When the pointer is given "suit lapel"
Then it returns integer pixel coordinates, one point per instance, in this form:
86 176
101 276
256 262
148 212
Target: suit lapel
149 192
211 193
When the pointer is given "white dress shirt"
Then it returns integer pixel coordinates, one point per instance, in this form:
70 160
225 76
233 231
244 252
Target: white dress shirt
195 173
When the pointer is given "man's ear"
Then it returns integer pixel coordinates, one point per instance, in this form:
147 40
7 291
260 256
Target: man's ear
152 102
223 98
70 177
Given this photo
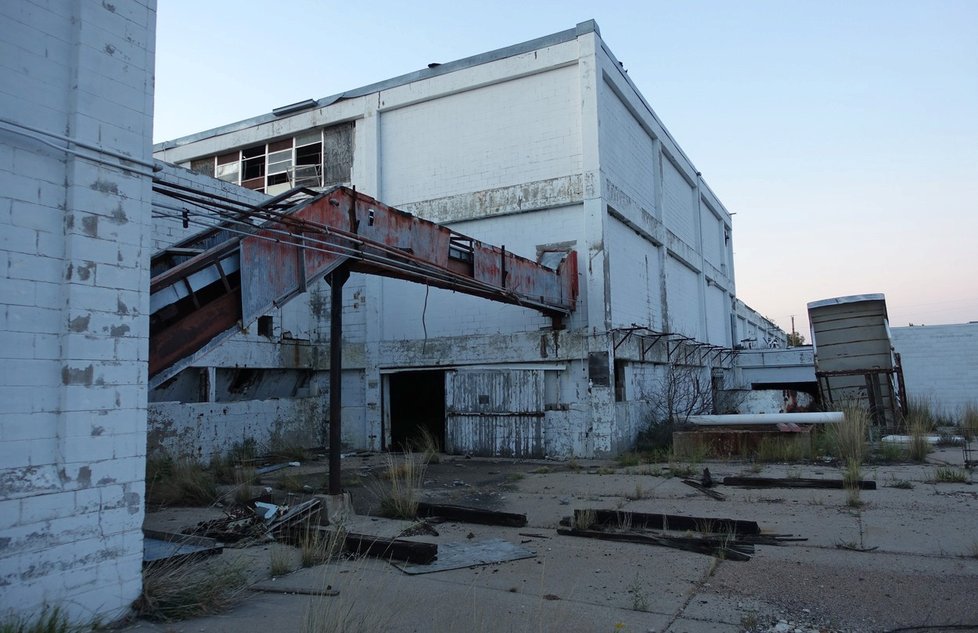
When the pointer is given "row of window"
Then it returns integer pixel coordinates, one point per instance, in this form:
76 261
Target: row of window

> Instruction: Recast every line of the items above as a JSON list of strings, one string per line, omitting blank lines and any line that stands for a picture.

> Completed task:
[
  "When the pointer is given \"suit lapel\"",
  "Then it returns integer pixel coordinates, one point per instance, in this form:",
  "86 176",
  "101 276",
  "256 262",
  "148 212",
  "Target: suit lapel",
  "149 192",
  "211 193",
  "When the pointer is given \"white dress shirt\"",
  "Then it returns integer pixel coordinates, one point per instance, in this form:",
  "70 160",
  "225 76",
  "233 231",
  "244 252",
  "Target: white dress shirt",
  "195 173",
  "When the pointer is given \"man's ear\"",
  "Then it returns integer pixel coordinates, one point per instance, in this form:",
  "147 40",
  "7 291",
  "260 256",
  "Target: man's ear",
  "152 102",
  "223 98",
  "70 177",
  "Given this photo",
  "When the pointer is given \"row of window\"",
  "Then it returns integer pixel coordinates, one point per instance, in this form:",
  "76 261",
  "Target: row of window"
]